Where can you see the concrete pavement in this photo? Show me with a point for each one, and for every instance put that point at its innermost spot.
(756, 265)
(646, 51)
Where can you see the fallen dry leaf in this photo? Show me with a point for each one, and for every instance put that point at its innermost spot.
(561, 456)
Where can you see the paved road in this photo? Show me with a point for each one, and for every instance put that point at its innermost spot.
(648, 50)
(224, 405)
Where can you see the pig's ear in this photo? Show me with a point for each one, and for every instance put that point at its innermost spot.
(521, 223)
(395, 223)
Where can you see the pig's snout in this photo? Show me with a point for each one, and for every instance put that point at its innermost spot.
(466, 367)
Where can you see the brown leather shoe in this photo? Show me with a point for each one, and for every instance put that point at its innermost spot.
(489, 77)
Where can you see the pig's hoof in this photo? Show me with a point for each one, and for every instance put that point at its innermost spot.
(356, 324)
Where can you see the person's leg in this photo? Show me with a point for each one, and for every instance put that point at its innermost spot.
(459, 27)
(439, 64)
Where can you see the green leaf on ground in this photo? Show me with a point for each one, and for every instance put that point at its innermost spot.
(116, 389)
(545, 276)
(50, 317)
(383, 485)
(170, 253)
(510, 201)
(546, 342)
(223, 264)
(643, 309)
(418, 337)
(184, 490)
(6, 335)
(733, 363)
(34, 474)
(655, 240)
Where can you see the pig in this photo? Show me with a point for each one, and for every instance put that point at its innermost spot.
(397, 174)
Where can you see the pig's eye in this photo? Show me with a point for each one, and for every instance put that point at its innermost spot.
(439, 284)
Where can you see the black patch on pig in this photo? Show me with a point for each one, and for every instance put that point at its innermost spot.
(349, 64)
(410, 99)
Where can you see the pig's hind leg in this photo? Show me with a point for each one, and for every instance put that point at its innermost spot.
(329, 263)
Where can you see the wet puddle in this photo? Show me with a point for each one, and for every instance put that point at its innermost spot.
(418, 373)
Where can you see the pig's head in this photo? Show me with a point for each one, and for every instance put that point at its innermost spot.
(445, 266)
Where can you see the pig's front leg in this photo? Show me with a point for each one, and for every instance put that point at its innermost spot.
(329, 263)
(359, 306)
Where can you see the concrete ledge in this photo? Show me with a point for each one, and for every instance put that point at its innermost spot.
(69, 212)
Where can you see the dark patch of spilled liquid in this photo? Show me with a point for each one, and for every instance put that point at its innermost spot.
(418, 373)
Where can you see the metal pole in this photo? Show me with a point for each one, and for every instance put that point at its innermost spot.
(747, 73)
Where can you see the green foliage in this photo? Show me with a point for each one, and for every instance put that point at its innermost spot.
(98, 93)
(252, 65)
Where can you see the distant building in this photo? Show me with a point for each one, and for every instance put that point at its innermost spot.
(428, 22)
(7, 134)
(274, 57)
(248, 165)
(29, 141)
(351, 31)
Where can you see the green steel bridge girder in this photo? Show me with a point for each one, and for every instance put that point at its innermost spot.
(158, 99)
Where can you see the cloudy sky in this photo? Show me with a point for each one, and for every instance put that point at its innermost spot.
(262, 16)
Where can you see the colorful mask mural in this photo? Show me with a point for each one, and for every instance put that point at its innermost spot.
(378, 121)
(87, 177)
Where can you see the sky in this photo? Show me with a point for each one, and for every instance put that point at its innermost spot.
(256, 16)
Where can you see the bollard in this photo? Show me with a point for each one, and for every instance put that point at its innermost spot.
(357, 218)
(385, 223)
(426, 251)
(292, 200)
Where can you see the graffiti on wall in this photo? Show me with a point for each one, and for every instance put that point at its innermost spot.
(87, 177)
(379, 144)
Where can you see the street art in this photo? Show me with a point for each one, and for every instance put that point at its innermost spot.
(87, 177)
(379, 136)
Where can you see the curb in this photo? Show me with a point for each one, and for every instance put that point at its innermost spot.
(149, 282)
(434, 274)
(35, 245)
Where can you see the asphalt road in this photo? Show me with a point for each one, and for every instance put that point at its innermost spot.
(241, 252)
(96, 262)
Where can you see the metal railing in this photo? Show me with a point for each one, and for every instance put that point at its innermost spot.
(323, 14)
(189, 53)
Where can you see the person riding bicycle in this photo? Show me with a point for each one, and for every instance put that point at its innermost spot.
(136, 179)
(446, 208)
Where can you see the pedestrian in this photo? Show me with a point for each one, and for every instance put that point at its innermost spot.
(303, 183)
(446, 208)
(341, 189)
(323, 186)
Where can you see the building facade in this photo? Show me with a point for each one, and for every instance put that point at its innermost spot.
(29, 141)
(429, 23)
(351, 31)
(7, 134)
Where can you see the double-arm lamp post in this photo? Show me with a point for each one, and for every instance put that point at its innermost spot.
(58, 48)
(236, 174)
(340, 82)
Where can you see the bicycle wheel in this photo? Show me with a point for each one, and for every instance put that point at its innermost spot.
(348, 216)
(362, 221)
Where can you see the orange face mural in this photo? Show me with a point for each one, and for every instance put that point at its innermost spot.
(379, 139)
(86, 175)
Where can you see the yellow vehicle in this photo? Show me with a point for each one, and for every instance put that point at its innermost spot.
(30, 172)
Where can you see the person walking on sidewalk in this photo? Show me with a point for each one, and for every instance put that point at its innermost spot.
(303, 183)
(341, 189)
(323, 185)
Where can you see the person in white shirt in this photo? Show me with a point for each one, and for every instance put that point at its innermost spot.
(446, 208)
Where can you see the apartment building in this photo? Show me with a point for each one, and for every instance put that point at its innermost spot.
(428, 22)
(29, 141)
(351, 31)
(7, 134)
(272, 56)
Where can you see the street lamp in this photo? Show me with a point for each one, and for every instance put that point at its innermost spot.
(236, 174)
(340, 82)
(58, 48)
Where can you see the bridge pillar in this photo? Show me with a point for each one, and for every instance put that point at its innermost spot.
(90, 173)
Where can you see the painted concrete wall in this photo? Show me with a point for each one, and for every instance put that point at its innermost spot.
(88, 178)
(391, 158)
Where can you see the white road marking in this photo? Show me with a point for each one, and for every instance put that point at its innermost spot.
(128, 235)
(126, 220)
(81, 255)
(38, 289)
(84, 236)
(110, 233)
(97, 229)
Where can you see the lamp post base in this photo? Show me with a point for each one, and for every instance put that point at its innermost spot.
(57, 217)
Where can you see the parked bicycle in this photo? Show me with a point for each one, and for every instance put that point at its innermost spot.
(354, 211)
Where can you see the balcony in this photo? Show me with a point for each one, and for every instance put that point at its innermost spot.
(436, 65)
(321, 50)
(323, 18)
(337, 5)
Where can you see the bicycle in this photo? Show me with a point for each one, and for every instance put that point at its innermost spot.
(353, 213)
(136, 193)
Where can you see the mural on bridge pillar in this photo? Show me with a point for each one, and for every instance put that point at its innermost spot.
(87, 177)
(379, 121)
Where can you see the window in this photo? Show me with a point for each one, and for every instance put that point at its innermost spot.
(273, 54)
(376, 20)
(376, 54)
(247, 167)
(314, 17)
:::::
• [Exercise details] Give back the data above exactly, so that every line matches.

• [Task response]
Where can you see the concrete pavement in this photo? Show me with a point for each one, and for every instance put that point at its innermost spot.
(756, 265)
(646, 51)
Where can you see the fallen dry leaf in this photo? Show me with a point for each one, and for every instance put that point at its innermost spot.
(561, 456)
Where can you see the paved road in this photo? Show me with a point for each one, and for every instance put that point at its innermost spot.
(648, 50)
(224, 405)
Where can you see the pig's ear in this photo? Show me with a point for each one, and for every instance put that point at its innermost spot.
(521, 223)
(395, 223)
Where can you see the pig's snout in this photo? Show me with a point for each one, and for every instance put that point at its innermost spot.
(466, 367)
Where can you see the brown leather shoe in this photo? Show me with a point for each one, and for every instance put that point at its innermost spot.
(489, 77)
Where can you see the pig's hoof in this photo? Show me with a point for each one, and for every instance put that point at its innermost spot.
(356, 324)
Where can you see the person's leg in this photo? Show me with a point for each one, and for every instance put that point at its innermost spot.
(459, 27)
(439, 64)
Where can you see the green leaf on ground in this photo? Show me with a point for each one, and for every instance put that point at its innermost spot.
(116, 389)
(545, 276)
(50, 317)
(383, 485)
(170, 253)
(510, 201)
(546, 342)
(223, 264)
(643, 309)
(418, 337)
(184, 490)
(6, 335)
(733, 363)
(34, 474)
(655, 240)
Where can you see the pig in this photo? Show me with a point for each one, and for every instance put that point at its innermost spot.
(397, 174)
Where can you see the pig's eye in this photo? Show me with a point for each one, and for every instance put that point at its innermost spot.
(439, 284)
Where can you see the black patch on pig in this photo? Show me with a point for each one, and for every instance put that point at its innermost spot.
(349, 64)
(410, 99)
Where can you see the pig's hind leg in this photo? Show me with a point for each one, and for every instance put that point at its innermost spot.
(329, 263)
Where can you see the wet puddle in this photo? Show me with a point for each one, and for every instance put that point at its innermost spot.
(418, 373)
Where can you see the pig's head in this photo? Show me with a point for each one, and for every instance put that point at its innermost spot.
(445, 266)
Where can you see the pig's front leg in this photo? Show me with a point for each one, and for every instance put that point at its innermost spot.
(329, 263)
(359, 306)
Where can you see the concrete ledge in this photo? Show me with a point for each one, and for every instance put that point at its innermost spot.
(69, 212)
Where can you see the dark patch of spilled liquid in this photo? Show me with a point for each one, and for every instance put that point at its innermost spot.
(418, 373)
Where can you see the metal pole in this photo? Show me with a point for each one, and for every instance put that point at its innermost spot.
(747, 73)
Where can you see the green foliage in this photo? Show me with a point for each one, and for every instance put that point at its innermost spot.
(98, 93)
(252, 65)
Where can you see the distant building in this photo? Show me with a point for each one, and for every instance put that point at its innermost spot.
(428, 22)
(7, 134)
(274, 57)
(248, 165)
(29, 141)
(351, 31)
Where can you see the green steel bridge girder in this photo? Show me with a point for each one, and for every instance put that point at its innermost spot.
(158, 99)
Where can you see the cloudy sky in this photo? Show me with a point for each one, and for every instance put that point at its innermost spot.
(262, 16)
Where can you see the colorful mask mural in this photo? Show me with a point for each one, and for every instance put that point at its innermost spot.
(378, 121)
(87, 177)
Where can you see the sky in this photo? Show me with a point for each one, and for every instance put that point at its innermost spot.
(256, 16)
Where can you see the bollard in this photo? Show me with a point for each one, and for every instance put that point at its innermost spot.
(357, 218)
(385, 223)
(426, 251)
(292, 200)
Where can you see the graffiti on wall in this photo? Show me with a point for each one, and for every instance put that point at its innermost spot.
(87, 177)
(379, 144)
Where can you see the street art in this photo? Show me with a point for each one, and for every instance put that point at its innermost spot.
(87, 177)
(379, 136)
Where can you see the curb in this photo? Show me with a point for each one, and for every instance put that point at its innermost spot.
(149, 282)
(434, 274)
(35, 245)
Where can you see the asphalt road in this photo? Show me with a point for each one, and for every instance put that point at its innermost spot.
(241, 252)
(96, 262)
Where can you see the metal railing in this photo? Show me with a point for each one, and for every instance put that point at its innermost spot.
(323, 14)
(189, 53)
Where can you see the person riding bicycle in this photo? Show me with a point for each one, and for every instance put that point at its innermost spot.
(136, 179)
(446, 208)
Where can you see the pedestrian in this photo? Show me with a point for each one, and for every instance put that point at its innermost spot.
(303, 183)
(446, 208)
(341, 189)
(323, 186)
Where can you see the building facade in this photo? Show me with a point for each one, and for every instance put that point at its innermost spot.
(29, 141)
(429, 23)
(351, 31)
(7, 134)
Where can you see the double-arm lamp post in this photo? Show me with a point for each one, and for every instance put that point at its innermost spot.
(58, 48)
(236, 174)
(340, 82)
Where can you see the bicycle wheel in this photo? Show me with a point for each one, and for every instance put that point at its innermost spot.
(348, 216)
(362, 221)
Where can you see the orange face mural in this photo? Show me with a point for each one, and for every instance put that point at its innermost spot.
(379, 139)
(86, 175)
Where can you see the yellow vehicle in this photo? Show me with a point for each one, and for every instance put that point at its innermost spot.
(30, 172)
Where can you see the person walking on sidewalk in this photo? Show me with a point for each one, and for every instance put that point at its innermost spot.
(303, 183)
(341, 189)
(323, 185)
Where can you see the person in white shirt in this photo? Show me with a point for each one, and for every instance put that point at its innermost spot.
(446, 208)
Where can you see the apartment building in this photo? Show me with a point for each one, and for every instance put that point at its innermost spot.
(428, 22)
(29, 141)
(351, 31)
(7, 134)
(272, 56)
Where can you see the street lamp in this photo? Show me with a point for each one, and for every instance put that point at its innermost spot.
(236, 174)
(340, 82)
(58, 48)
Where can you see the bridge pillar in this photo? Show me with a point for each one, and for every instance put that point at its innermost spot.
(90, 173)
Where can you see the painted concrete wall in this photo? Show me with a point for each one, and for every instance put that point at its innermost spot.
(88, 178)
(391, 158)
Where can you see the white road marking in this photo? Show me with a point for each one, and for every instance put that point at its innermost spot.
(128, 235)
(126, 220)
(81, 255)
(38, 289)
(84, 236)
(110, 233)
(97, 229)
Where can you see the lamp post base in this photo? Show me with a point for each one, and for every instance put that point at its innermost spot.
(57, 217)
Where can you see the parked bicycle in this photo? Show me with a point for each one, and for every instance put that point at its innermost spot.
(354, 211)
Where can you see the balcony in this photo? Show me with a point for each one, and for every instance put that point at its innermost spot.
(436, 65)
(321, 50)
(323, 18)
(337, 5)
Where can you see the bicycle in this photo? Show me with a point for each one, and for every instance put that point at its innermost spot.
(353, 213)
(136, 193)
Where can you see the mural on bridge pillar in this photo? Show me with a point for each one, and for every instance put that point at its innermost spot.
(87, 177)
(379, 121)
Where can you see the window in this photo? Show me with a point for each one, and for every instance put that point at its innermost spot.
(273, 54)
(376, 20)
(376, 54)
(247, 167)
(314, 17)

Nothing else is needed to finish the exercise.